But fer some reason, when ya put on a white
jacket, some checked
pants,
and slap a toque on yer head, tha’s that, man, yer a
Servant.
Lower than low, the slimers slimer. *sighs*
You see a Nurse decked out in whites making
a mad
dash down the
hallway,
hell-bent on getting’ there with serious purpose in their eyes and no
one
in their right mind would even Dream of staying that person from their
appointed rounds, right? Professional dude, on a mission,
stay
away,
don’t fuck with them…
Slap a chef into the same scenario and yer
average
bozo not only
doesn’t
mind, but actually feels Compelled to fuck with you *rolls
eyes*
“excuse me, can you tell me who’s buried in Grants Tomb?”
“pardon
me, but is that a phone I see over there in that phone
booth?”
“hi,
could I get you to stop whatever it is you’re doing and have you
personally
wipe my ass for me??”
mmmph.
the freeks.
My wife took the car and headed up to Maine
last
week for a much
needed
get-a-way. She also took alla me in-laws with her so I ain’t
minding
alla that much but it Does mean that me bed has been empty these past
nights
and I’m back ta takin’ the train ta school. And there I’ll
be,
standing
on the platform, along with a buncha other bozos, waitin’ fer the
train,
and sure as shit, every fuckin’ day now, some freek walks up, and out
of
ALL of us bozos standing there, I’M the one they come up to… and they
don’t
even ASK, they just snap “what time is it?” or “which train do I take
to
go to such and such?” and so on… like, I look like a conductor or
something?
Gimme a break. Conductors look like mailmen. Chefs
look
like
rocket scientists. Rocket scientists do NOT look like
conductors…
ergo *shrugs* you do the math.
Most of the time I just tell ‘em what they
want to
know, but if
they’re
Really Snooty and Lordly then I Really Tell them, know what I mean?

TASKS TO CARRY OUT ▸
1 – Can you transcribe the part of the rant about chefs that opens with the words containing "Gimme a break." and closes with "do the math."?
2 – Could you condense the paragraph of the rant about chefs that begins "My wife took the car and headed up to Maine" into a shorter version that keeps its main facts?

(Collection entries)
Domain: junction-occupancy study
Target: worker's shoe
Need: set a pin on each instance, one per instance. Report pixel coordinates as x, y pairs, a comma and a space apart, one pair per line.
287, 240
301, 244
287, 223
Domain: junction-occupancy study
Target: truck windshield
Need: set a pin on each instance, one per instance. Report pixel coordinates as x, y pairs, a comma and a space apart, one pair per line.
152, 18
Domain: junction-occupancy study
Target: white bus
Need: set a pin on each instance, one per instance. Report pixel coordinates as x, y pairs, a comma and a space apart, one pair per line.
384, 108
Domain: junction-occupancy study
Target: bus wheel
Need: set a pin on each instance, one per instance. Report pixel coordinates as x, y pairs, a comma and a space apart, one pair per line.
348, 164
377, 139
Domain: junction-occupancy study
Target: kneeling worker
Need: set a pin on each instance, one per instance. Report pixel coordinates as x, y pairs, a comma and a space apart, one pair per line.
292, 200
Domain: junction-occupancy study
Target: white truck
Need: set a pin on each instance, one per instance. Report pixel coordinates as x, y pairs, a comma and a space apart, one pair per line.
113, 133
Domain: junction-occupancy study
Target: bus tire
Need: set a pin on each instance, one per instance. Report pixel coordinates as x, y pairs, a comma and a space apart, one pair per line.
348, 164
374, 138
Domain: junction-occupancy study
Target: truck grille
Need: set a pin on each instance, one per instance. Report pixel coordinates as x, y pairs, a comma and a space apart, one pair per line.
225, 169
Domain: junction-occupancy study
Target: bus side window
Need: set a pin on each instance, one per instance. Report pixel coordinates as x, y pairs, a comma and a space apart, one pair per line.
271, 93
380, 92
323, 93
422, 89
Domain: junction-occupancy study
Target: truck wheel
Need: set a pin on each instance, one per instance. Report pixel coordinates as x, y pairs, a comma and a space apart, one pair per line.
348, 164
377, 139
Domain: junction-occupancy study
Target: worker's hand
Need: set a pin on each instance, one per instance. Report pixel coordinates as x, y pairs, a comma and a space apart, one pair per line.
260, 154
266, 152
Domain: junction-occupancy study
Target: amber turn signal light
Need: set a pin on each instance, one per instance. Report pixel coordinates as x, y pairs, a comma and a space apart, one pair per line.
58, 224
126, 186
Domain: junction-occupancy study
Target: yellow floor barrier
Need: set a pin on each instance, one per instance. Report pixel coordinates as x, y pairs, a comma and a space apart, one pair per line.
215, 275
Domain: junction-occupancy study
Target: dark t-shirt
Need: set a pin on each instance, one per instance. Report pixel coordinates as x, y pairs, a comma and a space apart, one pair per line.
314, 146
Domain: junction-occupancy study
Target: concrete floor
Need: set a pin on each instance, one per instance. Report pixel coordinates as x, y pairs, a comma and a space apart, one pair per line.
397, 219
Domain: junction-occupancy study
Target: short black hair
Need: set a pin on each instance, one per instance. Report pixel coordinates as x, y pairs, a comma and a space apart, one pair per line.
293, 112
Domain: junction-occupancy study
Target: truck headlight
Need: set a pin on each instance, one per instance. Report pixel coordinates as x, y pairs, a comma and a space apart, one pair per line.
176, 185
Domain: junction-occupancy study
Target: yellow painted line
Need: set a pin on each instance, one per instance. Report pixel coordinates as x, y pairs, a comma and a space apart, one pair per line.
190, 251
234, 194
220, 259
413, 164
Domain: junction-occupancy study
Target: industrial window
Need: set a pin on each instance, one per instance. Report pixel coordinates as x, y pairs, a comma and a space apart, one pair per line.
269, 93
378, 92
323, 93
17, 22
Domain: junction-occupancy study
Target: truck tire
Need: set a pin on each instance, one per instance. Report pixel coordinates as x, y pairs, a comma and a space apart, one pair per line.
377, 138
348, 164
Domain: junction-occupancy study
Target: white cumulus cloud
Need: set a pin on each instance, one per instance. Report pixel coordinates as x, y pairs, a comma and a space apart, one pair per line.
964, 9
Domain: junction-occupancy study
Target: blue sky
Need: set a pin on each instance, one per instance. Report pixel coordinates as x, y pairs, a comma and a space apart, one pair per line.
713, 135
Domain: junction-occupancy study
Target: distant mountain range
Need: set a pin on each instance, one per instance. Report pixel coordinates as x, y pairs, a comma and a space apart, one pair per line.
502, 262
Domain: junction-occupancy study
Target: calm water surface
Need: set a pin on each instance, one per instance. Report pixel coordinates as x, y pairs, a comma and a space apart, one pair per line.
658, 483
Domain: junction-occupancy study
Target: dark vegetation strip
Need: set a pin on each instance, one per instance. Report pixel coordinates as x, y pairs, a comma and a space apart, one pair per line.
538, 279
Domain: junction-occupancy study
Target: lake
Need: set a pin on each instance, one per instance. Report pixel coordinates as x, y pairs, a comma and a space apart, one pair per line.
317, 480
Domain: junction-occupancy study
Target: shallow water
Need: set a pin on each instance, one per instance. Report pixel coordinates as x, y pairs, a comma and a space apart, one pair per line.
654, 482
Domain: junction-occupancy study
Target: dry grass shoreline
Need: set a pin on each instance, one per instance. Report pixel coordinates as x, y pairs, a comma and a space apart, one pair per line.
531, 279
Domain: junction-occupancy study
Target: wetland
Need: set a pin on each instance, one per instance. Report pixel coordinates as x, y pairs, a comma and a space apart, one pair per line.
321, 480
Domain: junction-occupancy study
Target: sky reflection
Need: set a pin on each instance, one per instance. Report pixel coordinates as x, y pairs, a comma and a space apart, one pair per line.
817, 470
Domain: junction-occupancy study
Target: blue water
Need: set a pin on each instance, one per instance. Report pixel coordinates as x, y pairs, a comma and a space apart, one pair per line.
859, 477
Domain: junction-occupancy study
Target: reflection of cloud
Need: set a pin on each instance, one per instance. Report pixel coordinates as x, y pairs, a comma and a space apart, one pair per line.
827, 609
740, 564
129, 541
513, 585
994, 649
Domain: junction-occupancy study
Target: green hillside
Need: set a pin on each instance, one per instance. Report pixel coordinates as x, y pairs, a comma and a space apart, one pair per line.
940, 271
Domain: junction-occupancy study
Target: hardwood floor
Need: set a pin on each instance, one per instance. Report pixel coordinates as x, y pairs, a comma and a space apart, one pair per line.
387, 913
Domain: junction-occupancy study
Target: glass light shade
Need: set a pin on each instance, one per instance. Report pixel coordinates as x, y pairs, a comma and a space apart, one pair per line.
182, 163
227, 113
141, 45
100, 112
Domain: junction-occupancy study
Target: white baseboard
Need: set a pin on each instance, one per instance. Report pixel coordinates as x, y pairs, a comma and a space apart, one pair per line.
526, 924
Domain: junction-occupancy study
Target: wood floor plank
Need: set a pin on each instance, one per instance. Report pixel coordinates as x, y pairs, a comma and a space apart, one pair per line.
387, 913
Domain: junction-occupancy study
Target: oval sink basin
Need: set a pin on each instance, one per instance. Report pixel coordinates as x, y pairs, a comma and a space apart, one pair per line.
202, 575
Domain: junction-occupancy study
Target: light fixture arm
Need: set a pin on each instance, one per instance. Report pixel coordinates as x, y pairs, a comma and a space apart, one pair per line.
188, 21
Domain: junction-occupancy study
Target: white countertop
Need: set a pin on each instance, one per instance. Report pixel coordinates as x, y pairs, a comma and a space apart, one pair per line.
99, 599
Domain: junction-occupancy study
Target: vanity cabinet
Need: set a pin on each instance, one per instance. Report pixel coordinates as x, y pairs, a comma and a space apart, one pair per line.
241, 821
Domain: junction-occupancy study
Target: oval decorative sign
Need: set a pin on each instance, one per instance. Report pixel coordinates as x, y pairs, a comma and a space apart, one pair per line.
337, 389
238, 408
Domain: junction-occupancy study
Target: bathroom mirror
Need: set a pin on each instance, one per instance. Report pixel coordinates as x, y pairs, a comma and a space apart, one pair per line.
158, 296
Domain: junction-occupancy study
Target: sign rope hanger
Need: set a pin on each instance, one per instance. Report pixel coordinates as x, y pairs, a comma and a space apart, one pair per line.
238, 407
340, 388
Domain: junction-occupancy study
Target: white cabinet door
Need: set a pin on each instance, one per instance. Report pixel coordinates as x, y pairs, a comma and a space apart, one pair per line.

WRITTEN ANSWERS ▸
1 –
Gimme a break. Conductors look like mailmen. Chefs
look
like
rocket scientists. Rocket scientists do NOT look like
conductors…
ergo *shrugs* you do the math.

2 – The writer's wife took the car to Maine last week for a needed getaway and brought the in-laws along. The writer's bed has been empty these nights, and the writer is back to taking the train to school. Every day, out of the whole crowd waiting on the platform, some stranger walks up to the writer. Without even asking politely, the stranger snaps out "what time is it?" or asks which train goes somewhere, as if the writer were a conductor. The writer's reasoning is that conductors look like mailmen, chefs look like rocket scientists, and rocket scientists don't look like conductors.